(Data records)
++++

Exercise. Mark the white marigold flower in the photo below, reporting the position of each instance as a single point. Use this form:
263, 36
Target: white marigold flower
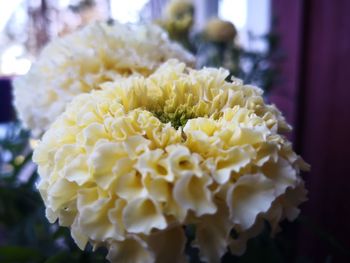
130, 166
81, 61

++++

● Work to be completed:
Omit the pictures, then quote the rest of the material above exactly.

● Reply:
Exercise. Mark the white marigold flower in the photo below, reporting the position of each instance as a single point. Use this form:
263, 36
Target: white marigold flower
130, 166
81, 61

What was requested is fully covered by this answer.